**Work to do:** Provide the data again in its entirety, exactly as given.

**Excerpted records:**
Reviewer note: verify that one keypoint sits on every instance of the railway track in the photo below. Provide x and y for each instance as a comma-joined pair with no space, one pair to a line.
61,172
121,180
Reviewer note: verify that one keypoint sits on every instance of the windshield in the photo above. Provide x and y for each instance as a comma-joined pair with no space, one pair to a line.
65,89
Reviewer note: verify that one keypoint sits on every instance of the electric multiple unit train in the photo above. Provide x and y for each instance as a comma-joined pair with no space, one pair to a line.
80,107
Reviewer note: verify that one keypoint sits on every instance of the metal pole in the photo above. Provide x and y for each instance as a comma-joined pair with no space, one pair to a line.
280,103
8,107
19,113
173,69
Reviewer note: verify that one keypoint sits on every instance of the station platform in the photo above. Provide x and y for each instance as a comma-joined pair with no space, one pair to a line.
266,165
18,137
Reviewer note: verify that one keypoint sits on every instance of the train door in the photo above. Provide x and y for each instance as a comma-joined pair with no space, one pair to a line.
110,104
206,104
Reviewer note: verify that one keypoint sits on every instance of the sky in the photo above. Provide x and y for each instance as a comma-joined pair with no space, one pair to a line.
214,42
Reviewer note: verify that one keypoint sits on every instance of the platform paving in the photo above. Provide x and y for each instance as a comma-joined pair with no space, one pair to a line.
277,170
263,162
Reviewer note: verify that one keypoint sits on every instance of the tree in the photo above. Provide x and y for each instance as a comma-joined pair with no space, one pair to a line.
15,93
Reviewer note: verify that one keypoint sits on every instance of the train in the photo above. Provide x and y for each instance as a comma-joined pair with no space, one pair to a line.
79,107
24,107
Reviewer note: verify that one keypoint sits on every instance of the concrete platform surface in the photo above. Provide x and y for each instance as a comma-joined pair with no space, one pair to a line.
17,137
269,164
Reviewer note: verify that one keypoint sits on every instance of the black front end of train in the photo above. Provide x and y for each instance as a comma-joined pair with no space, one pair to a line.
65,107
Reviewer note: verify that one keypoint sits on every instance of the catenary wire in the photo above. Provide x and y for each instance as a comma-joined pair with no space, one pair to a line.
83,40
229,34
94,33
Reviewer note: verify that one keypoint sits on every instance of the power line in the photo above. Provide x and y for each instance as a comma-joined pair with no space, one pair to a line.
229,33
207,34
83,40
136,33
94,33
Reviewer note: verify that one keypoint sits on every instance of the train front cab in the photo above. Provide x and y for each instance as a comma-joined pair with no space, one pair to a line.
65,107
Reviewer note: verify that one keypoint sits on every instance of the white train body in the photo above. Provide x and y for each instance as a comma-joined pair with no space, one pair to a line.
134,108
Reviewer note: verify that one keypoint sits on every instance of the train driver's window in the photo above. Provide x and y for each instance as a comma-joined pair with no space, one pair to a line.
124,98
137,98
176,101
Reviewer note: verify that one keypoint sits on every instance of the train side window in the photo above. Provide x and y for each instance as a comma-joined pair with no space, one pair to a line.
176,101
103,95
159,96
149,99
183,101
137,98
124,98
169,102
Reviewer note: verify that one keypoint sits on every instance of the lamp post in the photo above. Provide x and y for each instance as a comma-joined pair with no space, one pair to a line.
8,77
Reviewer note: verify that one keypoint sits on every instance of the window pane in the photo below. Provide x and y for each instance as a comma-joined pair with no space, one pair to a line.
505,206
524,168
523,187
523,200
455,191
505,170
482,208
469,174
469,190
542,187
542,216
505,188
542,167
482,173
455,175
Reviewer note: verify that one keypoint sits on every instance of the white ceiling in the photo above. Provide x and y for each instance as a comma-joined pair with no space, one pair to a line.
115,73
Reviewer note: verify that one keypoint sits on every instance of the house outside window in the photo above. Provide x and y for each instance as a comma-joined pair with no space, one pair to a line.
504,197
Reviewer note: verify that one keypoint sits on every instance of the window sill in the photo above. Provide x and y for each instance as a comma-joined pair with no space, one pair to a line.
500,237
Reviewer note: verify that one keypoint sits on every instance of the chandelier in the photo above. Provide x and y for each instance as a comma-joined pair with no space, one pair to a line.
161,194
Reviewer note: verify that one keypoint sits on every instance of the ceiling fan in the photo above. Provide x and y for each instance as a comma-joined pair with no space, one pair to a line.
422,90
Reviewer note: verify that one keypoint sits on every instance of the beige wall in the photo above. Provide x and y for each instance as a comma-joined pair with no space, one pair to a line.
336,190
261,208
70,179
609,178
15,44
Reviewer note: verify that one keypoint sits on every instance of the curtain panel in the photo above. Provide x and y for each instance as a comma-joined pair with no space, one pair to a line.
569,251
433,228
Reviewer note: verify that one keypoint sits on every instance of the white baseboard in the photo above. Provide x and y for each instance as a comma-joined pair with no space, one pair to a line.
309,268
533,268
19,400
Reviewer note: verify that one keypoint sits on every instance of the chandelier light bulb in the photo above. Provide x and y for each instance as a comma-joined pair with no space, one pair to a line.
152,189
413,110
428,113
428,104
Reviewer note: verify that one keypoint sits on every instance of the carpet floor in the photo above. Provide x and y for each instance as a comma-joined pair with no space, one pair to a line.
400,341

**Response to the exercise:**
Reviewer note: verify that one keypoint sits on every instance of the railway track in the photo below. Provide x and y for each instance as a comma-joined pair with no space, one pair to a line.
61,172
121,180
Reviewer note: verify that one keypoint sits on every instance of the windshield in the photo above. Provide x and y for each instance as a comma-joined pair with no space, one pair to a line.
65,89
Reviewer note: verify that one keypoint sits on every instance of the electric multiple unit train in the photo above. Provide x and y for each instance as a comma-joined pair with no space, one pair to a line.
80,107
Reviewer note: verify that one keypoint sits on every instance of the metal pole in the photo above. Provide x and y for each instance as a comma-joined pair with no space, one pair to a line.
280,103
8,107
19,113
173,69
Reviewer note: verify that one keypoint sits on every instance of the station platform in the photo above. Provide x and y for each instance as a comma-joined pair with no space, one pair to a line.
266,165
18,137
Reviewer note: verify that one keypoint sits on every instance of the train door in the photo above. Provide x and y for each instance as a comma-joined pair with no space, one pair to a line.
110,104
206,104
Reviewer note: verify that one keypoint sits on every instance of the sky in the photo above. Provide x and y for each instance as a comma-joined pair with no space, one pair to a line.
214,42
Reviewer note: verify that one keypoint sits on every instance of the platform paving in the photo above. Provide x and y for each instance as a comma-joined pair with no space, one pair to a line.
277,170
263,162
Reviewer note: verify that one keypoint sits on every instance of the tree in the photo above. Provide x and y for each instance as a comma-joined pair with no space, one pair to a line.
15,93
Reviewer note: verify that one keypoint sits on every instance of the train in the photo above. Provide x and y for each instance as a comma-joined pair with no space, one pair to a line.
79,107
24,107
Reviewer note: verify that one keypoint sits on every instance of the concrete platform surface in the photo above. Provide x and y for each instance as a comma-joined pair with no space, one pair to a line.
17,137
269,164
Reviewer note: verify that one keypoint sits on every instance of the black front end of train in the photo above. Provide x and y for each instance as a comma-joined pair with no space, one pair to a line.
65,107
Reviewer note: verify that one keypoint sits on every instance of the catenary wire in the photo above. Provide x and y for each instance as a comma-joined pair with no space, one pair to a line.
83,40
229,34
94,33
Reviewer note: verify that one keypoint sits on every instance of the power line in the photo above. Provide x and y for each instance as a comma-joined pair with no space, one pair to a line.
229,33
207,34
83,40
136,33
94,33
Reviewer note: verify that one keypoint sits on every instance of the train front cab in the photo above. Provide x and y for each instance as a comma-joined pair with no space, one pair to a line.
65,107
Reviewer note: verify that one keypoint sits on every instance of the white train body in the photo above. Provide x and y for each instance as a comma-joined pair with no space, one pair to a line.
134,108
Reviewer note: verify that one keypoint sits on every instance of the train driver's window in the photo above. Provide x and y for each instance as a comma-joined pair with no space, one pair to a line.
124,98
137,98
176,101
Reviewer note: verify that one keypoint sits on every instance of the train side window in the photo above. Provide x and y for each instance as a comma-joined pair with no space, one pair to a line.
176,101
103,95
159,96
149,99
183,101
137,98
124,98
169,102
Reviewer note: verify that one keypoint sits on every instance of the lamp post in the photo above. Provide x and y for each instance as a comma-joined pair with no space, one pair to a line.
8,77
Reviewer note: verify that one keypoint sits on every instance of the window pane in the photo below. Provide x and y for each instance as a comma-joined pair with no space, one pair to a line.
505,206
524,168
523,187
523,200
455,191
505,170
482,208
469,174
469,190
542,187
542,216
505,188
542,167
482,173
455,175
Reviewer note: verify that one keypoint sits on every instance of the white ceiling in the photo above. Provide x and y for each instance as a comma-joined pair with no space, one pair to a line.
115,73
Reviewer note: verify that one keypoint sits on every instance of the house outside window in the photo above. Provide x and y for each instance as a comma-joined pair with no space, one pair to a line.
504,197
Reviewer note: verify that one keypoint sits on every instance of the window sill in the photo above. Provide x and y for each instance as a comma-joined pair with no space, one pair to a line.
500,237
Reviewer note: verify that one keypoint sits on every instance of the chandelier in the photo above. Provide x and y for each instance as a comma-joined pair with no space, one pair to a line.
161,194
Reviewer note: verify that one keypoint sits on every instance of the ceiling fan in the photo above. Provide x and y for each instance as a comma-joined pair with no space, one pair to a line.
422,90
Reviewer note: verify that one keypoint sits on every instance of the beige wall in the photo above. Provide x and y for each instance as a comma-joined pair with no space, one pair to a line.
336,190
261,208
70,179
609,178
15,44
Reviewer note: verify that one keypoint sits on every instance of the curtain panel in the photo above. Provide x and y for each instance as a comma-joined pair with no space, one pair to a line.
569,251
433,228
Reviewer note: verify that one keypoint sits on every instance of the white baseboard in the photo above. Provide x and y for each instance as a comma-joined pair with no space, one pair to a line.
309,268
533,268
19,400
Reviewer note: verify that one keypoint sits on every instance of the chandelier light bulb in the photo above. Provide x and y for each instance as a comma-joined pair with no space, one pair to a line.
152,189
413,110
428,113
428,104
Reviewer note: verify that one keypoint sits on every instance of the carpet floor in the photo above. Provide x and y for each instance as a comma-joined pair with no space, one pair to a line.
400,341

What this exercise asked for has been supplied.